* Records to use *
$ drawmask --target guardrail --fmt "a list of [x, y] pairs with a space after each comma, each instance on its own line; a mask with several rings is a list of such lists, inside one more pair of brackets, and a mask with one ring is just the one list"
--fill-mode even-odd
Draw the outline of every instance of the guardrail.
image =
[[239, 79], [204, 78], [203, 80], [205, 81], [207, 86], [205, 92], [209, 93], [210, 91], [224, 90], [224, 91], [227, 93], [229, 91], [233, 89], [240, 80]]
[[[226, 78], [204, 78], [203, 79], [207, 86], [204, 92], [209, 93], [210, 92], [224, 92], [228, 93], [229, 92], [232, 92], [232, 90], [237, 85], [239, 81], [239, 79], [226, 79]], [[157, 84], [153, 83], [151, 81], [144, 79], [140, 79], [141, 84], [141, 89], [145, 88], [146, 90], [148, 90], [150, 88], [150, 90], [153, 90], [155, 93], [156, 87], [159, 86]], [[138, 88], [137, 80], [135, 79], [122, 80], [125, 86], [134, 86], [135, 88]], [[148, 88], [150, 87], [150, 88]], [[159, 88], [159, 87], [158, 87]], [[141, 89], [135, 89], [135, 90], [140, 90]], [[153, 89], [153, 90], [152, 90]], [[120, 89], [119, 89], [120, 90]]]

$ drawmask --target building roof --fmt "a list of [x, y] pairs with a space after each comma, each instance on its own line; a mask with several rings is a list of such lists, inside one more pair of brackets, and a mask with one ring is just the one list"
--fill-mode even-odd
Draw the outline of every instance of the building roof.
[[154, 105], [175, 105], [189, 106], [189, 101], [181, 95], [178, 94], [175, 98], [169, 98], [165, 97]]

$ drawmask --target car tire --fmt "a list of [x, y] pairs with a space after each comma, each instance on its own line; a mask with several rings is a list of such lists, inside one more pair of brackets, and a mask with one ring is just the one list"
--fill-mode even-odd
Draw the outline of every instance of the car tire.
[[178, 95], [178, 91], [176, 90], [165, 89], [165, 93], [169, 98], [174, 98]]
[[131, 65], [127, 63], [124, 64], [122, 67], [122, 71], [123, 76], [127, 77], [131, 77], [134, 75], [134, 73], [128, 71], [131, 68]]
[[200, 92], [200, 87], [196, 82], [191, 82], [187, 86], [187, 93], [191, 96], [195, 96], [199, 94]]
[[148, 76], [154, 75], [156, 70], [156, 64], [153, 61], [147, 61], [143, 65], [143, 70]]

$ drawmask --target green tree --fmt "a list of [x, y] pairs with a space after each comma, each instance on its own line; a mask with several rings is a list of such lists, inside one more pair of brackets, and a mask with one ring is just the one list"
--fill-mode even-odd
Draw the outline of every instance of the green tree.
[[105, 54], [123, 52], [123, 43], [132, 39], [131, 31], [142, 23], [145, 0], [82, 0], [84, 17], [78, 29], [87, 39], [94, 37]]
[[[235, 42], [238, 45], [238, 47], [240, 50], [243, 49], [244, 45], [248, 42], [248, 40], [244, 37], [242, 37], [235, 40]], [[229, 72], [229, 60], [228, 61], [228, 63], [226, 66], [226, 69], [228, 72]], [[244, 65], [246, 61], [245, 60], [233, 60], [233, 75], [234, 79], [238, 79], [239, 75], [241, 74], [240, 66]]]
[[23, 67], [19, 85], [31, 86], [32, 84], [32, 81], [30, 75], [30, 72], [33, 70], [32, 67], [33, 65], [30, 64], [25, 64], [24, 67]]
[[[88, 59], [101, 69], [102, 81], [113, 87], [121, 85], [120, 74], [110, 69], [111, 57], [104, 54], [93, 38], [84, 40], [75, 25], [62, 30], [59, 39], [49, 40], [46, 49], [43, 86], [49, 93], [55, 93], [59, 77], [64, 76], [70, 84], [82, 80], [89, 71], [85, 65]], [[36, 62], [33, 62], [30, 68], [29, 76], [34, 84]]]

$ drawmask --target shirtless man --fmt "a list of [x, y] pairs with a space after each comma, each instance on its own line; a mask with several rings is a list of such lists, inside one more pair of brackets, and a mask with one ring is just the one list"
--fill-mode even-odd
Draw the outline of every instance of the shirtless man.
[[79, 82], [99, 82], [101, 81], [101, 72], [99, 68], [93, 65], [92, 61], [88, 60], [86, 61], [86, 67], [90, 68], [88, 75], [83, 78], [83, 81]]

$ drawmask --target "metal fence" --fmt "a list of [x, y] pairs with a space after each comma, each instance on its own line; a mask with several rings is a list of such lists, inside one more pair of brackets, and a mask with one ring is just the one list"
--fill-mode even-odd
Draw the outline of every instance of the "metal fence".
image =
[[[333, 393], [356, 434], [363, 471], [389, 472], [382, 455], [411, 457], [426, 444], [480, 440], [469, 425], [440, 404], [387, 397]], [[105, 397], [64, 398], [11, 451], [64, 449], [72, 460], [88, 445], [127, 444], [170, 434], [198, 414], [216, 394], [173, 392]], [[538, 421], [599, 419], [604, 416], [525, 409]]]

* Aim *
Return every line of the records above verbatim, with nothing added, dropped, or altered.

* Result of this task *
$ drawmask --target guardrail --fmt "a list of [x, y] pairs with a space after each comma, each instance on its own line; a mask with several rings is a list of such lists, inside one more pair of brackets, and a mask with one ring is just the one list"
--fill-mode even-odd
Draw the outline of every instance of the guardrail.
image =
[[239, 79], [204, 78], [203, 80], [205, 81], [207, 86], [205, 92], [209, 93], [210, 91], [224, 90], [224, 91], [227, 93], [229, 91], [233, 89], [240, 80]]
[[[226, 78], [204, 78], [203, 79], [207, 86], [204, 92], [209, 93], [210, 92], [224, 92], [228, 93], [229, 92], [232, 92], [232, 90], [237, 85], [239, 81], [239, 79], [226, 79]], [[157, 84], [153, 83], [151, 81], [144, 79], [140, 79], [141, 84], [141, 89], [145, 88], [146, 90], [148, 90], [150, 88], [150, 90], [153, 90], [155, 93], [156, 87], [159, 86]], [[138, 88], [137, 80], [135, 79], [122, 80], [125, 86], [134, 86], [135, 88]], [[148, 88], [150, 87], [150, 88]], [[159, 88], [159, 87], [158, 87]], [[141, 89], [135, 89], [135, 90], [140, 90]], [[153, 89], [153, 90], [152, 90]], [[120, 89], [119, 89], [120, 90]]]

$ drawmask --target building roof --fmt "a list of [x, y] pairs with a space after each comma, each instance on its own line; a mask with several rings is a list of such lists, inside one more pair of brackets, and a mask with one ring is just the one list"
--fill-mode even-odd
Draw the outline of every instance of the building roof.
[[154, 105], [175, 105], [189, 106], [189, 101], [181, 95], [178, 94], [175, 98], [169, 98], [165, 97]]

$ drawmask --target car tire --fmt "a list of [x, y] pairs with a space after each comma, each instance on its own line; a mask with several rings is a list of such lists, inside one more pair of brackets, and a mask with one ring is just the one list"
--fill-mode even-odd
Draw the outline of every instance of the car tire.
[[178, 95], [178, 91], [176, 90], [165, 89], [165, 93], [169, 98], [174, 98]]
[[131, 65], [127, 63], [124, 64], [122, 67], [122, 71], [123, 76], [127, 77], [131, 77], [134, 75], [134, 73], [128, 71], [131, 68]]
[[200, 92], [200, 87], [196, 82], [191, 82], [187, 86], [187, 93], [191, 96], [195, 96], [199, 94]]
[[148, 76], [154, 75], [156, 70], [156, 64], [153, 61], [147, 61], [143, 65], [143, 70]]

$ drawmask --target green tree --fmt "a list of [x, y] pairs with a space after each comma, each instance on its own line; a mask with several rings is a list of such lists, inside one more pair of brackets, and a mask with one ring is just the one list"
--fill-mode even-odd
Draw the outline of every instance of the green tree.
[[105, 54], [123, 52], [123, 43], [132, 39], [131, 31], [142, 23], [145, 0], [82, 0], [84, 17], [78, 29], [87, 39], [94, 37]]
[[[235, 42], [238, 45], [238, 47], [240, 50], [243, 49], [244, 45], [248, 42], [248, 40], [244, 37], [242, 37], [235, 40]], [[229, 72], [229, 60], [228, 61], [228, 63], [226, 66], [226, 69], [228, 72]], [[244, 65], [246, 61], [245, 60], [233, 60], [233, 75], [234, 79], [238, 79], [239, 75], [241, 74], [240, 66]]]
[[23, 67], [19, 85], [31, 86], [32, 84], [32, 81], [30, 75], [30, 72], [33, 70], [32, 67], [33, 65], [30, 64], [25, 64], [24, 67]]
[[[88, 59], [101, 69], [102, 81], [113, 87], [121, 85], [120, 74], [110, 69], [111, 57], [104, 54], [93, 38], [84, 40], [75, 25], [62, 30], [59, 39], [49, 40], [46, 49], [43, 86], [49, 93], [55, 93], [59, 77], [64, 76], [70, 84], [82, 80], [89, 71], [85, 65]], [[36, 62], [33, 62], [30, 68], [29, 76], [34, 84]]]

$ drawmask --target shirtless man --fmt "a list of [x, y] pairs with a space after each comma, each instance on its own line; a mask with several rings is a list of such lists, inside one more pair of brackets, and a mask with one ring is just the one list"
--fill-mode even-odd
Draw the outline of every instance of the shirtless man.
[[79, 82], [99, 82], [101, 81], [101, 72], [99, 68], [93, 65], [92, 61], [88, 60], [86, 61], [86, 67], [90, 68], [88, 75], [83, 78], [83, 81]]

$ drawmask --target "metal fence" --fmt "a list of [x, y] pairs with a space after each comma, each instance on its own line; a mask with several rings is a list of such lists, inside one more pair of brackets, and a mask with one ring is just the one list"
--fill-mode even-odd
Draw the outline of every instance of the "metal fence".
image =
[[[333, 393], [356, 434], [363, 471], [389, 472], [382, 455], [411, 457], [426, 444], [480, 440], [469, 425], [440, 404], [387, 397]], [[105, 397], [64, 398], [11, 451], [64, 449], [72, 460], [88, 445], [127, 444], [170, 434], [198, 414], [216, 394], [173, 392]], [[538, 421], [599, 419], [604, 416], [525, 409]]]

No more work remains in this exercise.